Selection bias happens when people choose whether to be part of a program, which can mess up how we see the program's effect. If only certain types of people join a health program, we might not get an accurate picture of how well it works for everyone. Program placement bias complements this; it occurs when we compare places with a program to those without. Because programs are often put in places with specific needs, it is hard to tell if the program or just the different needs are causing any difference.

Attrition bias is a problem when people drop out of a program, making it tough to know if the program would work for everyone. Lastly, social desirability bias means people might give answers in surveys that make them look good even if it is not true.

00:22:13 Researcher bias

Bias can come from the evaluator. Allegiance bias might manifest when researchers are strongly attached to a specific humanitarian approach and dismiss alternative methods. Conservative bias is evident when organizations resist adopting new methods despite evidence supporting their efficiency.

Perspective or positionality bias becomes apparent when your background shapes how you interpret data. For instance, an evaluator from an urban background might overlook unique challenges in rural areas. Response bias might emerge if bias in how disaster survivors respond to assessments is not considered, leading to incomplete or skewed data.

00:25:04 Methodological and project bias

Methodological bias includes courtesy bias, where individuals provide positive feedback to evaluators, especially if affiliated with an NGO, resulting in an overly optimistic portrayal. Diplomatic bias emerges when evaluators, aiming to maintain positive relationships with local authorities, avoid delving deeper into data inconsistencies. Exposure bias occurs when evaluators are disproportionately influenced by their exposure to certain aspects of a project, neglecting less visible components. Friendship bias arises when evaluators have personal connections within the community, impacting impartiality.

####

TASK DESCRIPTION:
Answer these questions using the text on evaluation bias:
(a) What comparison gives rise to program placement bias?
(b) What example illustrates perspective or positionality bias?
(c) Under what condition does diplomatic bias emerge?

RECORDS PROVIDED:
####

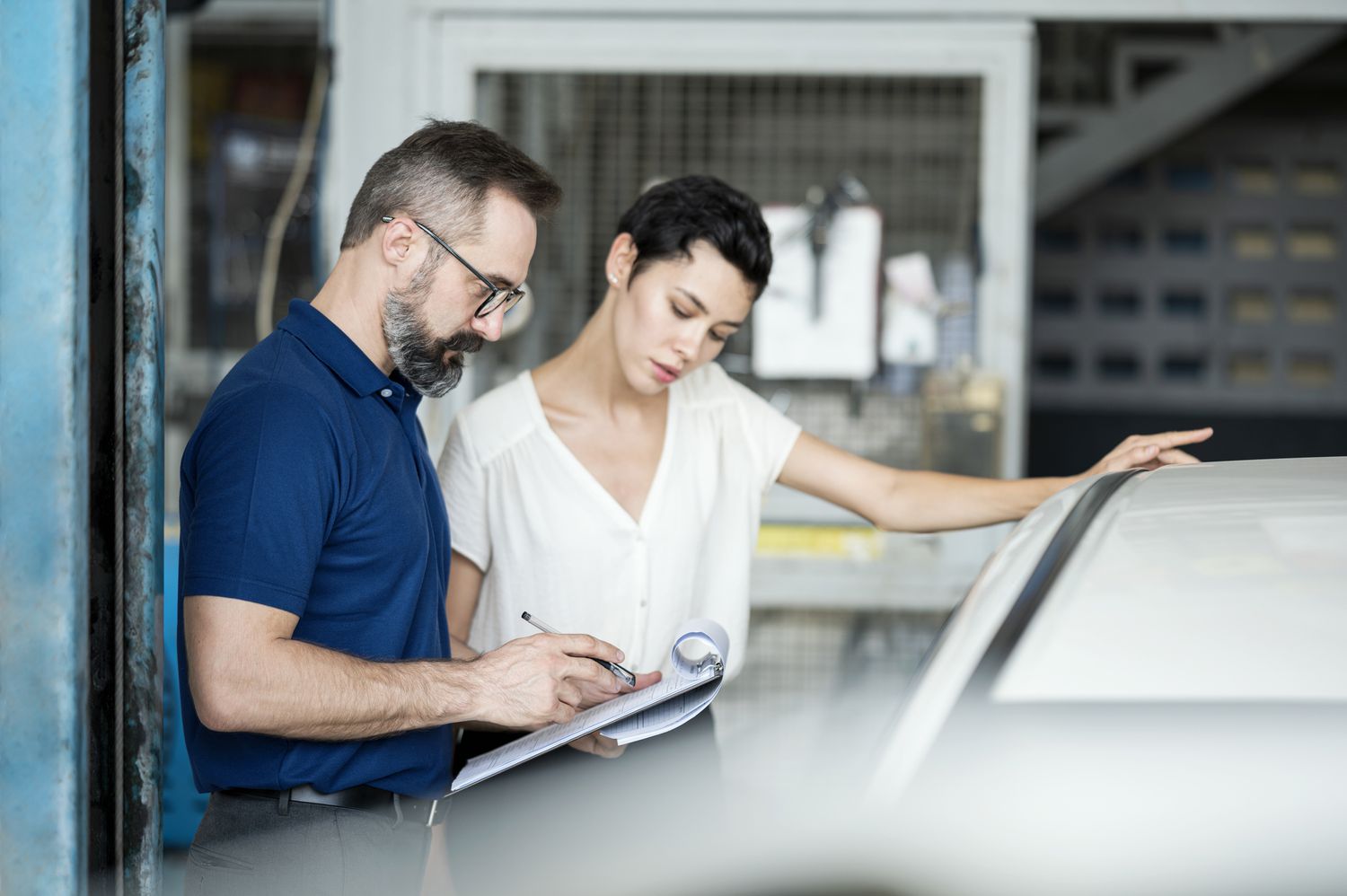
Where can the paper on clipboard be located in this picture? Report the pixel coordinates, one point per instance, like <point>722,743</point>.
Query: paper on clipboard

####

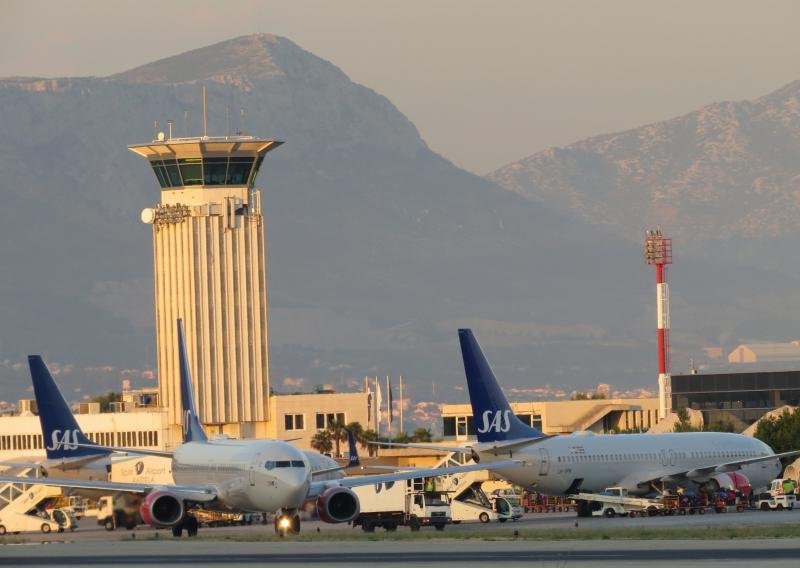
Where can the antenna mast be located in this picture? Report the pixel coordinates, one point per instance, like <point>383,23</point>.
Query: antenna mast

####

RESULT:
(a) Program placement bias occurs when places with a program are compared to places without one.
(b) An evaluator from an urban background might overlook unique challenges in rural areas.
(c) Diplomatic bias emerges when evaluators, aiming to maintain positive relationships with local authorities, avoid delving deeper into data inconsistencies.